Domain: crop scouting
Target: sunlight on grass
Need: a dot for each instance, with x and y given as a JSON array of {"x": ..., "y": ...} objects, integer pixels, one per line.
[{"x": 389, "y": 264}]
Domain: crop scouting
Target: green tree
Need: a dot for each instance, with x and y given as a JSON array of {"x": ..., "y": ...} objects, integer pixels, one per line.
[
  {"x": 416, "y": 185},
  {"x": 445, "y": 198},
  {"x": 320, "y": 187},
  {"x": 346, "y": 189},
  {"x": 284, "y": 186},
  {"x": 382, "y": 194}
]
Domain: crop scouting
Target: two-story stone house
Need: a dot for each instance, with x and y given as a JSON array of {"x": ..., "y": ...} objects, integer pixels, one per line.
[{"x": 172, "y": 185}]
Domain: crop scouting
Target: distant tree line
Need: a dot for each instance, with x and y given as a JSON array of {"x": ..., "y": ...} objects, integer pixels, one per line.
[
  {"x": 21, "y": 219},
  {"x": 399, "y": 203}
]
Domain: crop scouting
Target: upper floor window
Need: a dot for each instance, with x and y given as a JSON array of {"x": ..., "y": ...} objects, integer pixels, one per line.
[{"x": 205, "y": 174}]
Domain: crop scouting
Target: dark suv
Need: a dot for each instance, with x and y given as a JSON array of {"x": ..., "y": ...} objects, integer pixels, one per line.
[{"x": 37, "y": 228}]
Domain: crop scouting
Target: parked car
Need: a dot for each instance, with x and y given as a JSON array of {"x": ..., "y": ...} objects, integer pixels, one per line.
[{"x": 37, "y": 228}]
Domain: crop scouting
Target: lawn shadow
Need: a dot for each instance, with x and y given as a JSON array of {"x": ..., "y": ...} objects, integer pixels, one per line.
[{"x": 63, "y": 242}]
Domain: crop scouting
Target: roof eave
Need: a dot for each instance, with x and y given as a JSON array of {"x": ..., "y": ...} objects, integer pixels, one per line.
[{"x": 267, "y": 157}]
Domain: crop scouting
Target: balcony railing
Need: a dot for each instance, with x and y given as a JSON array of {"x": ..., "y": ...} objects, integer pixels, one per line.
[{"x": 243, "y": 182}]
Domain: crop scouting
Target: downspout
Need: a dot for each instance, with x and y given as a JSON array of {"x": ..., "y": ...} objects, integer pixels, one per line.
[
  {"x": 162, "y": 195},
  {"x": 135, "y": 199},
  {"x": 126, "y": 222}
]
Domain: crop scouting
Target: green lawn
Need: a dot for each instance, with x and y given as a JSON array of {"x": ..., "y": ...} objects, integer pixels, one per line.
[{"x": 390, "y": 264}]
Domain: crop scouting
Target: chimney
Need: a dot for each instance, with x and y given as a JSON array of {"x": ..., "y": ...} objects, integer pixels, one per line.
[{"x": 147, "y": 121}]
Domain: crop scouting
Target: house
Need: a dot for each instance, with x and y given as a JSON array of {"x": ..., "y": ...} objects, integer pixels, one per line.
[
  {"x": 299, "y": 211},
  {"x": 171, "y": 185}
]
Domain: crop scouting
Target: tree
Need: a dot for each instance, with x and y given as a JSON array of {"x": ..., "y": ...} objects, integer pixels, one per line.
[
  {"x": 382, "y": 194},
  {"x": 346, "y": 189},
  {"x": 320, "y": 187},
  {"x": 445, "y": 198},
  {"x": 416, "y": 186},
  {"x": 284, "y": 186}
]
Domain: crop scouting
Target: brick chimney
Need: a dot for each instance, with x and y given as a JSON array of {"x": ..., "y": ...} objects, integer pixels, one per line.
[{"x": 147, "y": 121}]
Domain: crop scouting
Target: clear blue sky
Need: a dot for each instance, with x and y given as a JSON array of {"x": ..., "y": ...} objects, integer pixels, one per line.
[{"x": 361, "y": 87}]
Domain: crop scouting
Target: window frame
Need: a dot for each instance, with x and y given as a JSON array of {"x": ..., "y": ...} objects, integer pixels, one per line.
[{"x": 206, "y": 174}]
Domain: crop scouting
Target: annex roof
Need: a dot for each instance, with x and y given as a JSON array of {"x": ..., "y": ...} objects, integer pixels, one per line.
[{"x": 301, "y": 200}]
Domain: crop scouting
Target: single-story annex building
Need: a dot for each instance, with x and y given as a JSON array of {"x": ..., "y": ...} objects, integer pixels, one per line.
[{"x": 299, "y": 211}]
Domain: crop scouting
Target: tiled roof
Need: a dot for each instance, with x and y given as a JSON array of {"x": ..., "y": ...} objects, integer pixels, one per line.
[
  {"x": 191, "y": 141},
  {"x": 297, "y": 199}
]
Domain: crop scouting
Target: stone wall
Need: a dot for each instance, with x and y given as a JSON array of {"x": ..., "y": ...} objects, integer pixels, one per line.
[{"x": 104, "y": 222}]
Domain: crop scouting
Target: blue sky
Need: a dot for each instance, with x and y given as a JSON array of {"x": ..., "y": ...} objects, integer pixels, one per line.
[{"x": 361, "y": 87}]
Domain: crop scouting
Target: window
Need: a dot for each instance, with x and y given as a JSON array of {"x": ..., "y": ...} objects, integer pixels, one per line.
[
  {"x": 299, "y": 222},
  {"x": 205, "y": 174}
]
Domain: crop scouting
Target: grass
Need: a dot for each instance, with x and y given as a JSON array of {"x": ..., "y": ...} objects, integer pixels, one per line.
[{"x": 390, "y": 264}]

....

### WHAT YOU NEED TO DO
Return every entry exactly as given.

### REPLY TO THE TASK
Domain: crop scouting
Target: sunlight on grass
Need: a dot for each instance, with x and y given as a JSON array of {"x": ..., "y": ...} objects, integer pixels, one per line.
[{"x": 389, "y": 264}]
Domain: crop scouting
Target: green tree
Need: a dot for each instance, with x and y given as a JSON array of {"x": ..., "y": ...} objects, integer pixels, one per line.
[
  {"x": 416, "y": 185},
  {"x": 445, "y": 198},
  {"x": 320, "y": 187},
  {"x": 346, "y": 189},
  {"x": 284, "y": 186},
  {"x": 382, "y": 194}
]
Domain: crop scouting
Target: two-story stone house
Need: a dot for each instance, with x and y given as a JSON array of {"x": ..., "y": ...} objects, integer pixels, one per line.
[{"x": 172, "y": 185}]
Domain: crop scouting
Target: distant tree line
Need: a dot for each instance, with x and y given as a JSON array of {"x": ..., "y": ...} objects, integer pixels, one per line.
[
  {"x": 21, "y": 219},
  {"x": 399, "y": 203}
]
Domain: crop scouting
Target: upper floor window
Need: a dot for each instance, with x and y given as a JSON array of {"x": ..., "y": ...} objects, integer pixels, one per line.
[{"x": 205, "y": 174}]
Domain: crop scouting
Target: dark suv
Need: a dot for each instance, with x and y given as a JSON array of {"x": ..., "y": ...} objects, integer pixels, one per line.
[{"x": 37, "y": 228}]
Domain: crop scouting
Target: parked car
Need: a dot for each instance, with x and y given as a JSON array of {"x": ..., "y": ...} objects, integer pixels, one per line.
[{"x": 37, "y": 228}]
Domain: crop scouting
Target: lawn shadow
Need: a dot for each instance, with x and y given as a JSON array of {"x": ..., "y": ...} objects, integer pixels, one per line.
[{"x": 63, "y": 242}]
Domain: crop scouting
Target: roof eave
Need: a dot for each instance, with x and y given as a JSON array of {"x": ..., "y": ...} objects, integer pixels, one per line.
[{"x": 267, "y": 157}]
Domain: crop scouting
Target: balcony railing
Need: a dot for each instance, with x and y given as a JSON array of {"x": ..., "y": ...} objects, integer pixels, one per line.
[{"x": 243, "y": 182}]
Domain: crop scouting
Target: downspout
Need: a dot for each instance, with x and y given as a JSON array of {"x": ..., "y": ...} objects, integer pixels, one per line.
[
  {"x": 162, "y": 195},
  {"x": 135, "y": 199},
  {"x": 126, "y": 222}
]
Domain: crop scouting
Target: green lawn
Need: a dot for each instance, with x and y given as a JSON array of {"x": ..., "y": ...} objects, integer pixels, one per line.
[{"x": 390, "y": 264}]
Domain: crop scouting
Target: chimney
Need: a dot for each instance, with x and y given as a JSON array of {"x": ..., "y": ...} objects, integer pixels, one per line.
[{"x": 147, "y": 121}]
Domain: crop scouting
Target: house
Need: a dot for each instance, with x and y given as a JSON array of {"x": ..., "y": ...} objects, integer pixels, one per line.
[
  {"x": 299, "y": 211},
  {"x": 171, "y": 185}
]
Domain: crop scouting
Target: tree
Need: a dot for each instance, with x and y given as a JSON array of {"x": ..., "y": ...} objects, integer pixels, one per line.
[
  {"x": 382, "y": 194},
  {"x": 346, "y": 189},
  {"x": 320, "y": 187},
  {"x": 445, "y": 198},
  {"x": 416, "y": 186},
  {"x": 284, "y": 186}
]
Domain: crop scouting
Target: brick chimney
Need: a dot for each instance, with x and y given as a JSON array of {"x": ..., "y": ...} objects, integer pixels, one per line.
[{"x": 147, "y": 121}]
Domain: crop scouting
Target: clear blue sky
Need: a dot for each instance, with x and y given as a JSON array of {"x": ..., "y": ...} objects, integer pixels, one per line.
[{"x": 361, "y": 87}]
Domain: crop scouting
Target: window frame
Need: a dot for each instance, with x and y given as a JSON array of {"x": ..., "y": ...} objects, integer pixels, one per line.
[{"x": 206, "y": 174}]
Domain: crop scouting
Target: annex roof
Need: a dot for each instance, with x and y given as a JSON array of {"x": ..., "y": ...} objects, integer pixels, one per line.
[{"x": 301, "y": 200}]
Domain: crop scouting
Target: single-story annex building
Need: a dot for each instance, with x and y given as a JSON array of {"x": ..., "y": ...} objects, integer pixels, one per line.
[{"x": 299, "y": 211}]
Domain: crop scouting
Target: tiled roof
Need: a dot for each instance, with x and y given as a JSON array of {"x": ..., "y": ...} objects, integer pixels, one per line.
[
  {"x": 191, "y": 141},
  {"x": 297, "y": 199}
]
Domain: crop scouting
Target: stone wall
Need: a dot for each instance, with x and y given as a JSON array of {"x": ..., "y": ...} objects, integer pixels, one per line.
[{"x": 104, "y": 222}]
Domain: crop scouting
Target: blue sky
Need: a dot for each instance, with x and y given as a JSON array of {"x": ..., "y": ...} objects, integer pixels, one per line.
[{"x": 361, "y": 87}]
Domain: crop scouting
Target: window
Need: a dot for each instance, with x and y given as a JSON array of {"x": ..., "y": ...} objects, integer pixels, one per line.
[
  {"x": 299, "y": 222},
  {"x": 205, "y": 174}
]
Domain: crop scouting
Target: grass
Need: a dot for each instance, with x and y given as a JSON array of {"x": ..., "y": ...} objects, integer pixels, one per line.
[{"x": 390, "y": 264}]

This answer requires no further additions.